+++ Document segment

Choudhary, Manish Kumar (Brunei Shell Petroleum Sdn. Bhd.) | Lai, Suan-Loong (Brunei Shell Petroleum Sdn. Bhd.) | Sahu, Sambit Kumar (Brunei Shell Petroleum Sdn. Bhd.) | Arfie, Mezlul (Brunei Shell Petroleum Sdn. Bhd.)
Brunei Shell Petroleum (BSP) encompasses multiple offshore and onshore oil and gas field. The study asset produces more than 50% of company's hydrocarbon production. Currently, gas production from the asset is at maximum system limit governed by downstream gas demand and surface-facility constraints. Producing the wells at right configuration can help in maximising condensate production while honouring gas demand thereby maximising revenue for the asset.
The analysis of data from past few months indicated that actual condensate production was quite lower than asset-wide Integrated Production System Model (IPSM) estimates. Frequently, wells were operated in wrong configuration which had resulted in system/wells operating outside Operating Envelopes (OE's), excessing choke wears, system trips and higher production deferment. A production optimisation study using LEAN approach was initiated to maximise condensate production and to increase process safety compliance.

++++++
+++ Recorded information

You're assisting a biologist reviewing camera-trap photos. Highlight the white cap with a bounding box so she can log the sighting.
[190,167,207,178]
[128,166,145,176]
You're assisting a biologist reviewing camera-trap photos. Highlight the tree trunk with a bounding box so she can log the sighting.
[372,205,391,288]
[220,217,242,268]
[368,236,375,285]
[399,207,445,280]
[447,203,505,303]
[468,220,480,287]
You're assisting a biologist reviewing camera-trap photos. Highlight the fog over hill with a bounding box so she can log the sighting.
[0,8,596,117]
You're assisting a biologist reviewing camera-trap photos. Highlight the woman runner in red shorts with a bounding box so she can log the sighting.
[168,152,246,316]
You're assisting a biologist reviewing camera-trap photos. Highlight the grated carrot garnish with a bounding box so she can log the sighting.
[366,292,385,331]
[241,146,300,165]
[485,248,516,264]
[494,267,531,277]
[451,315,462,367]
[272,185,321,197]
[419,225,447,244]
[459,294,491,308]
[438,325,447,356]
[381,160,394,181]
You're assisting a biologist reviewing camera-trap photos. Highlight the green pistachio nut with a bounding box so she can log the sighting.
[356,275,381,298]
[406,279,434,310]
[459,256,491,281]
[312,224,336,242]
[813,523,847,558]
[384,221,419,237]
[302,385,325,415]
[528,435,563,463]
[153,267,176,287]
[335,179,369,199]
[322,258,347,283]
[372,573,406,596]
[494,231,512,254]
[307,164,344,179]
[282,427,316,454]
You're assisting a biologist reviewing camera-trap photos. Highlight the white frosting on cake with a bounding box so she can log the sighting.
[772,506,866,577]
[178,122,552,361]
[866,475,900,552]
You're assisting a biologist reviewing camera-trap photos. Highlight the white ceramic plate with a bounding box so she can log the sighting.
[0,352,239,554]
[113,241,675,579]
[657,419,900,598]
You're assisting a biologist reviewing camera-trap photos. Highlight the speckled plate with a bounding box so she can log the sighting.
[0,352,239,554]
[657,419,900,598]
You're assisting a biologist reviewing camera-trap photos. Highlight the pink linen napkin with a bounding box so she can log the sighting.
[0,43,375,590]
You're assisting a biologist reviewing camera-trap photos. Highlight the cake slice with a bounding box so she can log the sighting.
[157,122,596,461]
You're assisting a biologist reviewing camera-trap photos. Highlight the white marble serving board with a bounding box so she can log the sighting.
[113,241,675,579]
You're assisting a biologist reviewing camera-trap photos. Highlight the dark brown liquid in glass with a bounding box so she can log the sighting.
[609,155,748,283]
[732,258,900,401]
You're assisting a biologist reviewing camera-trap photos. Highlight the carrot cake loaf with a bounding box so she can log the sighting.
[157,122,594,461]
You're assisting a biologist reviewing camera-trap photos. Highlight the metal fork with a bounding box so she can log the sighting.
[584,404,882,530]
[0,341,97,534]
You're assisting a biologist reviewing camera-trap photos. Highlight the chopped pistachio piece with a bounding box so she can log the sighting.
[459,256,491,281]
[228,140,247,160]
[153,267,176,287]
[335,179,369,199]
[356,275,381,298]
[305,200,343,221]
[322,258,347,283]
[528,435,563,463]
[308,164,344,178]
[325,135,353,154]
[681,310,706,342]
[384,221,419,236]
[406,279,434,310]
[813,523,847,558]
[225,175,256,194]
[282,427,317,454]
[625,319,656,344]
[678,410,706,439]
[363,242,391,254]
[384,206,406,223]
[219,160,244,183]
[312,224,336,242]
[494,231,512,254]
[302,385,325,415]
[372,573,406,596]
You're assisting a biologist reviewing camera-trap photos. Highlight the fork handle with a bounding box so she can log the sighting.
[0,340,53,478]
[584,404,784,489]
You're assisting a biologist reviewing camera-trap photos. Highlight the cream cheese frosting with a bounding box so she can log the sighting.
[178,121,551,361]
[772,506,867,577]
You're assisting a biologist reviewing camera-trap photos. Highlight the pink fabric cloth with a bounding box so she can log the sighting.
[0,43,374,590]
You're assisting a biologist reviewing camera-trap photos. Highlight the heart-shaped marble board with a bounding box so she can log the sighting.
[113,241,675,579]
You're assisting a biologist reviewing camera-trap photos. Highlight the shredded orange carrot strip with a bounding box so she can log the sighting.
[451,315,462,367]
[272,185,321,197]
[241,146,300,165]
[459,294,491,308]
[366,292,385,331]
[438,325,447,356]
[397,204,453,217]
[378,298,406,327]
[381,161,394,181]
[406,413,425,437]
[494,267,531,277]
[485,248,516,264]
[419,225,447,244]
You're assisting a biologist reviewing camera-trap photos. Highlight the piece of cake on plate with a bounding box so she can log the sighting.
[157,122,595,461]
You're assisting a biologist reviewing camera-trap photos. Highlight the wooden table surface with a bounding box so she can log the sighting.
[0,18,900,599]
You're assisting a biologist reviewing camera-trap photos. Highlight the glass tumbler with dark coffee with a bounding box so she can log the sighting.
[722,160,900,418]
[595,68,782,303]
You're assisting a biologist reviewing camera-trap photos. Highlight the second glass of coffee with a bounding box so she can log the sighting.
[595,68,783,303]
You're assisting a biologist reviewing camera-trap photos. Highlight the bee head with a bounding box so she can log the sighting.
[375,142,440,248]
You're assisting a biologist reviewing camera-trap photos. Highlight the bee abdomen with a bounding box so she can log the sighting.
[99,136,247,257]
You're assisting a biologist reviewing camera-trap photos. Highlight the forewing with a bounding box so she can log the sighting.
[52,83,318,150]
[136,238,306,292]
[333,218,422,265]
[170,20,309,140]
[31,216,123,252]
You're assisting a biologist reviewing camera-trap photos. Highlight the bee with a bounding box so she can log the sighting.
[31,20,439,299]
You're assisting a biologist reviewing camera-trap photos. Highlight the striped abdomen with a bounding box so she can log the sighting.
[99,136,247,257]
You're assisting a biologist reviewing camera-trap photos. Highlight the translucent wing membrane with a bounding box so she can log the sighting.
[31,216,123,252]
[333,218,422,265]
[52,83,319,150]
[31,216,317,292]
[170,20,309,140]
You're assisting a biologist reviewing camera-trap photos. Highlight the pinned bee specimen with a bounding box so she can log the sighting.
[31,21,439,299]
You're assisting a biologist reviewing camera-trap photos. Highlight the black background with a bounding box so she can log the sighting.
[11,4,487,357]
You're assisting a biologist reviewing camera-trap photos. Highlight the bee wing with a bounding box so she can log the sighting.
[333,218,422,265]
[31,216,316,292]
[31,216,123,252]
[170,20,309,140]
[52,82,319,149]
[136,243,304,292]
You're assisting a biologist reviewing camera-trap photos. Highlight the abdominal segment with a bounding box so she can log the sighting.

++++++

Set of tasks:
• A. In the Brunei Shell Petroleum passage, what share of the company's hydrocarbon production comes from the study asset?
• B. Rewrite the Brunei Shell Petroleum passage starting at "Choudhary, Manish Kumar" and ending at "for the asset.", changing "revenue" to "profit".

Response list:
• A. More than 50% of the company's hydrocarbon production comes from the study asset.

• B.
Choudhary, Manish Kumar (Brunei Shell Petroleum Sdn. Bhd.) | Lai, Suan-Loong (Brunei Shell Petroleum Sdn. Bhd.) | Sahu, Sambit Kumar (Brunei Shell Petroleum Sdn. Bhd.) | Arfie, Mezlul (Brunei Shell Petroleum Sdn. Bhd.)
Brunei Shell Petroleum (BSP) encompasses multiple offshore and onshore oil and gas field. The study asset produces more than 50% of company's hydrocarbon production. Currently, gas production from the asset is at maximum system limit governed by downstream gas demand and surface-facility constraints. Producing the wells at right configuration can help in maximising condensate production while honouring gas demand thereby maximising profit for the asset.